> **Aim**: Could you rewrite every entry below with each "instance" changed to "object", keeping everything else the same and leaving out the pictures?

[Region outline entries]
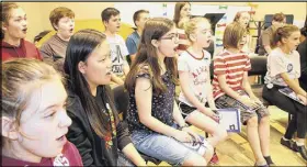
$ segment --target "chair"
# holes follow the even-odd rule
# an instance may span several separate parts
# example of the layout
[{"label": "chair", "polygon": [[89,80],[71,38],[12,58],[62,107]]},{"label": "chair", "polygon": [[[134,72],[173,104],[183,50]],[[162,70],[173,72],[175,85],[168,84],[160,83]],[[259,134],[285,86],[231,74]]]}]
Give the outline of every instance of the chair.
[{"label": "chair", "polygon": [[[127,119],[127,111],[128,111],[128,103],[129,103],[129,94],[128,91],[125,90],[124,86],[118,86],[113,89],[113,96],[115,100],[115,107],[117,109],[118,113],[123,114],[123,121],[126,121]],[[145,159],[146,163],[151,162],[156,165],[159,165],[161,160],[156,159],[154,157],[150,157],[148,155],[145,155],[140,152],[138,152],[140,156]]]},{"label": "chair", "polygon": [[[264,85],[264,76],[266,74],[266,56],[251,56],[250,63],[251,63],[251,70],[249,71],[249,76],[261,76],[261,81],[258,85],[251,85],[252,91],[255,94],[257,98],[264,104],[264,107],[272,105],[272,103],[262,97],[262,90]],[[288,113],[288,122],[292,119],[292,114]]]}]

> **Exercise answer**:
$ segment --target "chair"
# holes follow the even-odd rule
# an object may span several separate parts
# example of the layout
[{"label": "chair", "polygon": [[89,80],[71,38],[12,58],[62,107]]},{"label": "chair", "polygon": [[[134,72],[173,104],[183,50]],[[162,70],[173,72],[175,85],[168,84],[160,83]],[[259,134],[285,86],[231,74]]]}]
Give the outline of every object of the chair.
[{"label": "chair", "polygon": [[[127,119],[127,111],[128,111],[128,103],[129,103],[129,94],[128,91],[125,90],[124,86],[118,86],[113,89],[113,96],[115,100],[115,107],[117,109],[118,113],[123,114],[123,121],[126,121]],[[145,159],[146,163],[151,162],[156,165],[159,165],[161,160],[156,159],[154,157],[150,157],[148,155],[145,155],[140,152],[138,152],[140,156]]]},{"label": "chair", "polygon": [[[264,85],[264,76],[266,74],[266,56],[251,56],[250,63],[251,63],[251,70],[249,71],[249,76],[261,76],[261,81],[258,85],[251,85],[252,91],[255,94],[257,98],[264,104],[264,107],[272,105],[272,103],[262,97],[262,90]],[[288,113],[288,122],[292,119],[292,114]]]}]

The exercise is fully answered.